▶ [About this exercise] Beginning with the first line, please repeat the entries exactly and end on the line that contains "Where can the green leaf".

▶ [Saved data entries]
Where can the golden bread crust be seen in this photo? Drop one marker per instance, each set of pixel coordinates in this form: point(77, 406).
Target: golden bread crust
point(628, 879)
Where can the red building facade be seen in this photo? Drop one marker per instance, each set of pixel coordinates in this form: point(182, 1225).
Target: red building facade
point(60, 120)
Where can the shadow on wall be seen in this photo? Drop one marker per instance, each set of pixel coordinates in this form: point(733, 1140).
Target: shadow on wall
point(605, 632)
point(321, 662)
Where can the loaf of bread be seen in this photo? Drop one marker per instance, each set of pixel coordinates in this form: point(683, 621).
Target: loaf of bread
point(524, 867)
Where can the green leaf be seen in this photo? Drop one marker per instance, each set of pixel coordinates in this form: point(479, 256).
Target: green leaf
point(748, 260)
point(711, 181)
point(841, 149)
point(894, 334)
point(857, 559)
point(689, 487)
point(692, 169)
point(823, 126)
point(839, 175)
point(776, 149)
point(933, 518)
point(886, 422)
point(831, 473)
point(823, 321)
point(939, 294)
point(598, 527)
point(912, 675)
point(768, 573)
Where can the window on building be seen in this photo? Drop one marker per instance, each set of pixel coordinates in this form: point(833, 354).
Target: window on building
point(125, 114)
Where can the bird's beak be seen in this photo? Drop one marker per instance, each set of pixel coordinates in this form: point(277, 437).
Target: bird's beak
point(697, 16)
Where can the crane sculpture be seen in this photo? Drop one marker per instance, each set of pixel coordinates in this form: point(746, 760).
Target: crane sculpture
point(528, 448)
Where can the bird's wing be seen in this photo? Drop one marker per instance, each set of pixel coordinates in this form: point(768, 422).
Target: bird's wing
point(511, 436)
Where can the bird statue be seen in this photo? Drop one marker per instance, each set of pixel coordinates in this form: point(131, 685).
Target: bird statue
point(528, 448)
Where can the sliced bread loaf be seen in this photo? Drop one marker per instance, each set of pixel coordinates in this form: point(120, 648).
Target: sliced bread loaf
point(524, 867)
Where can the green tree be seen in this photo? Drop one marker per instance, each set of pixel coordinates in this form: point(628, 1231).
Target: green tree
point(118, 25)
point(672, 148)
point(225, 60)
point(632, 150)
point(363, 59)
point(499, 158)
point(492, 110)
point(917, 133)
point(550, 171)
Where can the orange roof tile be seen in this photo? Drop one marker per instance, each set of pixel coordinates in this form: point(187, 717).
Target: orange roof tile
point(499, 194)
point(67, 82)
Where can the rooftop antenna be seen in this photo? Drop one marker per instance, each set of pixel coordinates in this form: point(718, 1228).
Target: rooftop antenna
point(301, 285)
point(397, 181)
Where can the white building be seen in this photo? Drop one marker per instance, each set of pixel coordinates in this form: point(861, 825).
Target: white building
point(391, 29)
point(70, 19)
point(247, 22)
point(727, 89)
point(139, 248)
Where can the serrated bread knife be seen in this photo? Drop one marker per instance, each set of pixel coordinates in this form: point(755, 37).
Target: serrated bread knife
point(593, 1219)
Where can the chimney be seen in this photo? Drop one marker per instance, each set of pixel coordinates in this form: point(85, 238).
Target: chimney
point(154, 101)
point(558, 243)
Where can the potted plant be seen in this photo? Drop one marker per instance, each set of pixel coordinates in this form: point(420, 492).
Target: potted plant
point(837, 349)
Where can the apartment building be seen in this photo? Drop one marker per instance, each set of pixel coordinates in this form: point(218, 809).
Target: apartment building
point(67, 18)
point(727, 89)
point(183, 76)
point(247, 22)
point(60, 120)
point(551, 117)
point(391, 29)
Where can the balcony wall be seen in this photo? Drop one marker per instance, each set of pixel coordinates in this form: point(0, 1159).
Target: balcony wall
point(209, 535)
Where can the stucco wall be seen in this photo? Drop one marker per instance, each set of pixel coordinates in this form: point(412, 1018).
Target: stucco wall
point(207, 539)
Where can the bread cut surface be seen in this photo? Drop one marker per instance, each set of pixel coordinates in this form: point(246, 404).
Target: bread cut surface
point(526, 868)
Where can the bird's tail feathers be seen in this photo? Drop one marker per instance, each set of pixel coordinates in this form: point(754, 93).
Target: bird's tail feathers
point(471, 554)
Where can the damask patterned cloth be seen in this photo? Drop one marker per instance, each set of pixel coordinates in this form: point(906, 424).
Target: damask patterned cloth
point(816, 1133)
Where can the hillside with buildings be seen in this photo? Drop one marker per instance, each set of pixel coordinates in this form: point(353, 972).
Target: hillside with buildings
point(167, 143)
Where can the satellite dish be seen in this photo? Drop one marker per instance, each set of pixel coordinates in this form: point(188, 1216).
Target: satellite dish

▶ [Answer to this task]
Where can the golden bread crust be seen in this photo? Drop one marker per instance, each set of pixel coordinates in this form: point(77, 406).
Target: golden bread crust
point(628, 879)
Where can the red building facade be seen in this photo? Drop one marker per instance, each set of pixel coordinates in this form: point(182, 1225).
Target: red building facade
point(60, 120)
Where can the shadow on wall be seen in this photo? Drop one marker per instance, each set of pixel coordinates in this form: point(733, 1140).
Target: shadow on wall
point(605, 632)
point(321, 662)
Where can the loaf of bread be seen in this photo? Drop one marker per instance, each set of pixel coordinates in this form: point(683, 621).
Target: loaf of bread
point(524, 867)
Where can the green leaf be seen in this photo? Drop one marker per instance, each set of pixel coordinates in this form: point(479, 256).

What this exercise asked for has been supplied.